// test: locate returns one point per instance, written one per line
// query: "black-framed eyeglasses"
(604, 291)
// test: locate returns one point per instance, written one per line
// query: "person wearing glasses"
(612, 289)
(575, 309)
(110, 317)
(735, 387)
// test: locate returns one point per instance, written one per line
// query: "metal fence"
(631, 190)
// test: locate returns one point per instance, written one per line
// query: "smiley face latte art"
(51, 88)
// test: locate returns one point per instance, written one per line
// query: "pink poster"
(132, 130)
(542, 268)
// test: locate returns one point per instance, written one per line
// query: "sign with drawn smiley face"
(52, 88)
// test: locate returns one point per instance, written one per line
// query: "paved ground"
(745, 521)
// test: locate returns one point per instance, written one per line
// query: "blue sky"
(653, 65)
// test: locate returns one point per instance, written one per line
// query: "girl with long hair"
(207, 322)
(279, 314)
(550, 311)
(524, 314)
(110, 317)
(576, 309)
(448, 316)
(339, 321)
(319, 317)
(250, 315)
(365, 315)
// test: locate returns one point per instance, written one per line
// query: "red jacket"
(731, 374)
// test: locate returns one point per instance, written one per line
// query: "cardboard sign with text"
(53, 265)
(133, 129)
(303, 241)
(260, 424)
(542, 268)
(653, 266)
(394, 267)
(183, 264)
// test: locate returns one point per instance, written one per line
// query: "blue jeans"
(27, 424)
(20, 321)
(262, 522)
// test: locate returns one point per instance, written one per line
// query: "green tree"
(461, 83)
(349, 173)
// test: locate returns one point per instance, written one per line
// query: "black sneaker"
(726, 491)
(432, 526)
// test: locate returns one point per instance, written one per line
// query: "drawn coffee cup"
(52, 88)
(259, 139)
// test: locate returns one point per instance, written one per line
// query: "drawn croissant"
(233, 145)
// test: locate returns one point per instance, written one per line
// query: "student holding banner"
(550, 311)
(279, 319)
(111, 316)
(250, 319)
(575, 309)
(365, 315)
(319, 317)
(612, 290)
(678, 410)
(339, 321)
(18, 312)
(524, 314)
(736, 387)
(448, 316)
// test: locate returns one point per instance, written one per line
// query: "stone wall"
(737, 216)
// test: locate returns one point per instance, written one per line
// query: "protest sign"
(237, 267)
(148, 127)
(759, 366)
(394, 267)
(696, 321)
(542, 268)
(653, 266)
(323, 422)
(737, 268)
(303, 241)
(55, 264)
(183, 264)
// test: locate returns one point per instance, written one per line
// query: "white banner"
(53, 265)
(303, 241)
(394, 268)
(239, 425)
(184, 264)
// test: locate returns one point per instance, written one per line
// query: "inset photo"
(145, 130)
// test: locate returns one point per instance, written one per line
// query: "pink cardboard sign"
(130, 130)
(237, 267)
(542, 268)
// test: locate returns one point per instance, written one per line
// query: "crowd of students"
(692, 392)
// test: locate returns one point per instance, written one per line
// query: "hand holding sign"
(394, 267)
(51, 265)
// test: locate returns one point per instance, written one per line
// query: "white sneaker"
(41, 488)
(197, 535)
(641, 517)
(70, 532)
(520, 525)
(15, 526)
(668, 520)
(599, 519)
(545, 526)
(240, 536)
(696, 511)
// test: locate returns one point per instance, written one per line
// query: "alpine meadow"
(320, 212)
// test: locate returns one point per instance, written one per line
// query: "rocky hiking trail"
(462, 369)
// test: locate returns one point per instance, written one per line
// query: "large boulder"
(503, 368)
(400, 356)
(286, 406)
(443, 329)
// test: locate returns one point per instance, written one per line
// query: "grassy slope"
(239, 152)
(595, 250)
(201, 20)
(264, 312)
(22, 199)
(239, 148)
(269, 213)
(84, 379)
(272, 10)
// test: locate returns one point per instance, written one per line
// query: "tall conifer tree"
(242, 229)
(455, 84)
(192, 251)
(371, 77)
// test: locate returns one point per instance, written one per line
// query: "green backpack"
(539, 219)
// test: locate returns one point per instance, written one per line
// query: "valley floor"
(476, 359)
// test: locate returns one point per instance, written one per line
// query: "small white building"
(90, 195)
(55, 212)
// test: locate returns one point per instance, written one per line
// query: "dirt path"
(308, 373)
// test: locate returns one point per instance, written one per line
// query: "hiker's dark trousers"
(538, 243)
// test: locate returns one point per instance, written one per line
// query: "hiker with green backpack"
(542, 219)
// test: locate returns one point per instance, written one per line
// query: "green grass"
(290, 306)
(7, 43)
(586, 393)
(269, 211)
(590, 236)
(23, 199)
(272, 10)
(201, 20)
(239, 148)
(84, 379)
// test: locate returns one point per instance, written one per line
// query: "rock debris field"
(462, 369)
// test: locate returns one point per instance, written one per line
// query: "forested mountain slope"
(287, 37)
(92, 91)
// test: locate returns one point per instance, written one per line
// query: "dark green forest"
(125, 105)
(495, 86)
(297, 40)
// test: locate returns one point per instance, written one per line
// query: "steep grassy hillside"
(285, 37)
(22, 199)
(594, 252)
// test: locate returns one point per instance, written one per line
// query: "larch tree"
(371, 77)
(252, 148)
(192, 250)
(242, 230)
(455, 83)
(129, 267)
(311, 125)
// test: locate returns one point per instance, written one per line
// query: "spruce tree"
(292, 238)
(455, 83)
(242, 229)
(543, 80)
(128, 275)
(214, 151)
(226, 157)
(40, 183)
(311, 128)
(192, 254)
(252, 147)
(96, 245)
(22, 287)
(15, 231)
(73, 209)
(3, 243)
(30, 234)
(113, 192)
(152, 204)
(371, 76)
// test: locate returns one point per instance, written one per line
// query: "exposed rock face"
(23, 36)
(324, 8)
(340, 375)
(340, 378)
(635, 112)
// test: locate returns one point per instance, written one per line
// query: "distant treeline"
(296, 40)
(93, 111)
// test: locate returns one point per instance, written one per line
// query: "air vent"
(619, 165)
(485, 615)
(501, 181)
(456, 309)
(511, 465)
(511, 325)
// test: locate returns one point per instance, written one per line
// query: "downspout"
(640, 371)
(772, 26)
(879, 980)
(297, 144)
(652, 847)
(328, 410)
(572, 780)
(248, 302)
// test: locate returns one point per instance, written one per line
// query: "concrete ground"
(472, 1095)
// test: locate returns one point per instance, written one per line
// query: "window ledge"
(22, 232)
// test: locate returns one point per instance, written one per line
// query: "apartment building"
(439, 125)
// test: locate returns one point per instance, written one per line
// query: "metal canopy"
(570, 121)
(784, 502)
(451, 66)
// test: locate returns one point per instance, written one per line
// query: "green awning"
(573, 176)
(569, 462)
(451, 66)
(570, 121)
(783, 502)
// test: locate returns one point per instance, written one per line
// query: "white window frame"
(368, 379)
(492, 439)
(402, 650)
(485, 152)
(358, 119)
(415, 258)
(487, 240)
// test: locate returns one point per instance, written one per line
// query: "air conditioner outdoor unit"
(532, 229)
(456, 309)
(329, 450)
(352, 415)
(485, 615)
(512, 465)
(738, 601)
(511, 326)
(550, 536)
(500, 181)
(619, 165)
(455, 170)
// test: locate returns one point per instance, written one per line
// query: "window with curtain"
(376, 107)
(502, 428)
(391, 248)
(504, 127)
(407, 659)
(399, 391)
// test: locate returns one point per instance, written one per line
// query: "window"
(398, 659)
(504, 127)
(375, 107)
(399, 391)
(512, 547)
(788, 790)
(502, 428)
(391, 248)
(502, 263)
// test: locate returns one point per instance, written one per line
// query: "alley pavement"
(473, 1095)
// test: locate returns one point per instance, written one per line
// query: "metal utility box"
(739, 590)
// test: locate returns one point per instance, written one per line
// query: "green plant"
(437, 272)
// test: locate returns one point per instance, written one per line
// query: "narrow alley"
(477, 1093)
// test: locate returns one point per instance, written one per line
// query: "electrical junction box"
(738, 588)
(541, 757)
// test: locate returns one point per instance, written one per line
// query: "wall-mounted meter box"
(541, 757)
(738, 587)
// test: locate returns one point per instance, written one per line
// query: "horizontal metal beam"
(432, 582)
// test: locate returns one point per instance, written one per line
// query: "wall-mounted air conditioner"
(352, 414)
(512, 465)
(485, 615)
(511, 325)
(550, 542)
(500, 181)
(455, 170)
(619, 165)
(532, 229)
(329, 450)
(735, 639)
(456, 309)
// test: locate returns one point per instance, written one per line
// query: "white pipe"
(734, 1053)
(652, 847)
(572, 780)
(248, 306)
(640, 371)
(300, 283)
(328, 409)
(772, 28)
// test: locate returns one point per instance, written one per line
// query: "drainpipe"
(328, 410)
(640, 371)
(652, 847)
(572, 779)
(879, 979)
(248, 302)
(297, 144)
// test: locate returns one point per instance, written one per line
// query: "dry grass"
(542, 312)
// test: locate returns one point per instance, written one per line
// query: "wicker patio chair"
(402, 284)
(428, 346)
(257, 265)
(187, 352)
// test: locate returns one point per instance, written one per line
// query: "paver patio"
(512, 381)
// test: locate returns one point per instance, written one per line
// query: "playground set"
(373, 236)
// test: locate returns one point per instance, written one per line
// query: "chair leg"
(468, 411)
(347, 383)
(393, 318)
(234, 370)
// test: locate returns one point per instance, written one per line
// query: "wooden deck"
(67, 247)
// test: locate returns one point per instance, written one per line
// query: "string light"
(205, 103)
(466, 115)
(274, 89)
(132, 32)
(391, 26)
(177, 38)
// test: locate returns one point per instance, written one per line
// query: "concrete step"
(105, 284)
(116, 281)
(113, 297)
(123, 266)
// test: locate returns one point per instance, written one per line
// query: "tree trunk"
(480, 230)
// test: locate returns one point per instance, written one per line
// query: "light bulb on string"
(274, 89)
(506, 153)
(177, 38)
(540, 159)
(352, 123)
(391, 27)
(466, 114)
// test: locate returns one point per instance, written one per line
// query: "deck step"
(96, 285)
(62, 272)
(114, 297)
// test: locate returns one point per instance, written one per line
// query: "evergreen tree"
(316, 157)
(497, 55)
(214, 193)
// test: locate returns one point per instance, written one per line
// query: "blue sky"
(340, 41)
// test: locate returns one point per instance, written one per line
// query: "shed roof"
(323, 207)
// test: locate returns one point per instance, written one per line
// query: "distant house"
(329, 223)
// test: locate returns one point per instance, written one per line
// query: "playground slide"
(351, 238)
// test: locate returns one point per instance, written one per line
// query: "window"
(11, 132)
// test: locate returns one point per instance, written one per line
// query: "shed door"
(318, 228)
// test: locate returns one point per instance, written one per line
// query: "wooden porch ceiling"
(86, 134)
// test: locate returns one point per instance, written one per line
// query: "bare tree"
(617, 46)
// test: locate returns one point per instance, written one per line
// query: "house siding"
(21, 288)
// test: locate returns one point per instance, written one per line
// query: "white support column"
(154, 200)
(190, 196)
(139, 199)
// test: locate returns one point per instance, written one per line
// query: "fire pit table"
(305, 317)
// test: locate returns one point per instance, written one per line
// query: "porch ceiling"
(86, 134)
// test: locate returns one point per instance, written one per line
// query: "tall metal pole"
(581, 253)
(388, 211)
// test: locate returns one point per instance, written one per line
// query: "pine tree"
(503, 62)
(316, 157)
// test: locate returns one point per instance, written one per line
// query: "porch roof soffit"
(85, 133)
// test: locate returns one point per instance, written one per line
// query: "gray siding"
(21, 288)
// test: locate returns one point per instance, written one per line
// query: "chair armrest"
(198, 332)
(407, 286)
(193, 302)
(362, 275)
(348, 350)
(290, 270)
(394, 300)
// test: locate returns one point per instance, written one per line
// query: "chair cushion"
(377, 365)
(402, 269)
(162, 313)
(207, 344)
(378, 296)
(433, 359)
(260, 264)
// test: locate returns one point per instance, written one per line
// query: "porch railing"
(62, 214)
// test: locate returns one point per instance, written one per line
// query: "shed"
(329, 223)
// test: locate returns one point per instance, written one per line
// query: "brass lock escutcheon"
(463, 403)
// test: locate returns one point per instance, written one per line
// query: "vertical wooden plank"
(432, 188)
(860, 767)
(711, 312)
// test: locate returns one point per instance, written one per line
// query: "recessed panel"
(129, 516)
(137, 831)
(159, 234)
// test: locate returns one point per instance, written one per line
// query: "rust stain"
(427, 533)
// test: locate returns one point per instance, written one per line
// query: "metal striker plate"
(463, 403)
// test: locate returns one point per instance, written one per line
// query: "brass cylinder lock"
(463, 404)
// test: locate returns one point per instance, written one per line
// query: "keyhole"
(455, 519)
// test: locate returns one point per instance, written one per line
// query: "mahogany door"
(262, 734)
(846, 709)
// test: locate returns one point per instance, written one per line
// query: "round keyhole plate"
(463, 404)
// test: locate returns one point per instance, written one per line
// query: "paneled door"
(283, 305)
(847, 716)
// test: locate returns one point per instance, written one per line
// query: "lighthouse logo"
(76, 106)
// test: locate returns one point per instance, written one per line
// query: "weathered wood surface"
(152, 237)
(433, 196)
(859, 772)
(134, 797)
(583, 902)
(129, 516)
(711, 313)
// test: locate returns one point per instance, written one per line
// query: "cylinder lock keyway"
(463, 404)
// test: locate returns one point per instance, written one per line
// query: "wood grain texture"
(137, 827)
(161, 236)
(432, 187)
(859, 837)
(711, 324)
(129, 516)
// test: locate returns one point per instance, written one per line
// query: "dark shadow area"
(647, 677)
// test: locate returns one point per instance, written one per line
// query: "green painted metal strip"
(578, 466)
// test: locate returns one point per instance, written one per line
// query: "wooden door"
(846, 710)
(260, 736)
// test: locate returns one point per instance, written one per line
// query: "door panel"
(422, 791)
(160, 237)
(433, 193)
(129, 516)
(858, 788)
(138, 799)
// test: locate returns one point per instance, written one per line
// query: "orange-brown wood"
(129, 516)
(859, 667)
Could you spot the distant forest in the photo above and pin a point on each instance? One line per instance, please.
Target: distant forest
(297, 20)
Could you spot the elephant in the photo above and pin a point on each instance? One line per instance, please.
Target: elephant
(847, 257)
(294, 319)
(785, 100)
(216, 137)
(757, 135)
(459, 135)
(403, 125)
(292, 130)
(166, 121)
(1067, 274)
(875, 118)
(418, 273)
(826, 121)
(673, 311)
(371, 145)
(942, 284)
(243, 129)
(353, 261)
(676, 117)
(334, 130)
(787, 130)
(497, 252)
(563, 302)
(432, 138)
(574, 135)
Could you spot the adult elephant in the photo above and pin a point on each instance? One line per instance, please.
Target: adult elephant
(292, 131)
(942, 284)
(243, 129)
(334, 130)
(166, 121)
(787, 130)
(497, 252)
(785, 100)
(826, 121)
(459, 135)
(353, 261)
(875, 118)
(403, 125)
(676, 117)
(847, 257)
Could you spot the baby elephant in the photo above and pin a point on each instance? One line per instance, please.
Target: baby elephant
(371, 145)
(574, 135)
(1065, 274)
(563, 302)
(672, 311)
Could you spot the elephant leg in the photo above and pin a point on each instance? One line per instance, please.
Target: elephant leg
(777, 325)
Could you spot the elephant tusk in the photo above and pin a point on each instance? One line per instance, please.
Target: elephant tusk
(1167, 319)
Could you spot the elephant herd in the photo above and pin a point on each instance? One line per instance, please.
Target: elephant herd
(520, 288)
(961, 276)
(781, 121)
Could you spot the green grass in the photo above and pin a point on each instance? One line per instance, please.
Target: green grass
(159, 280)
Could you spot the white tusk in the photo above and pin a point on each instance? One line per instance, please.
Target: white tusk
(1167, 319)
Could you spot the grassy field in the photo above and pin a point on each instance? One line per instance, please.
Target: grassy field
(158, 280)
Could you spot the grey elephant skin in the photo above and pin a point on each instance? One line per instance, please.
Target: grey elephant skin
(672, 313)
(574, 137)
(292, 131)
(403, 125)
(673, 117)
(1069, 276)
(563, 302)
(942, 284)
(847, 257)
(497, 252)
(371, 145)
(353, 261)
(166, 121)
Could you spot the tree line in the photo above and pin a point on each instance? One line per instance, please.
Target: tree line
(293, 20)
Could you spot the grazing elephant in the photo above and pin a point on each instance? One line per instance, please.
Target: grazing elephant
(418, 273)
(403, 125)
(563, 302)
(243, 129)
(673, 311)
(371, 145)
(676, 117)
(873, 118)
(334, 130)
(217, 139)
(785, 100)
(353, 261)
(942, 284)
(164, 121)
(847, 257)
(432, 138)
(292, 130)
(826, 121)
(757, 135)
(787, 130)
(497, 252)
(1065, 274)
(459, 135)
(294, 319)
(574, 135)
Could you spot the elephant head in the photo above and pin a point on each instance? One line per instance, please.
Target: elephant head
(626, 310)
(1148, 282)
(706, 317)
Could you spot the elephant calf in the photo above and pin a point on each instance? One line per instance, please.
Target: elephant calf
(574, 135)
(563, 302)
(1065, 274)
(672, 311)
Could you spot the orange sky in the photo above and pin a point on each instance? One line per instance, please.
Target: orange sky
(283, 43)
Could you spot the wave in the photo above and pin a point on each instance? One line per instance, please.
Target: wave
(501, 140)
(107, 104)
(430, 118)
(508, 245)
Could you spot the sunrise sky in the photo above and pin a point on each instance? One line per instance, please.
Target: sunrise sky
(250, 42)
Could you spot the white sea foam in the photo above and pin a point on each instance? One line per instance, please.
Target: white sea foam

» **WHAT YOU SHOULD DO**
Identify and extract each line of the listing that contains "foam".

» **ANSWER BOX**
Could you spot the white sea foam in the photo above and pin a point on each instance? One line per instance, please.
Target: white sea foam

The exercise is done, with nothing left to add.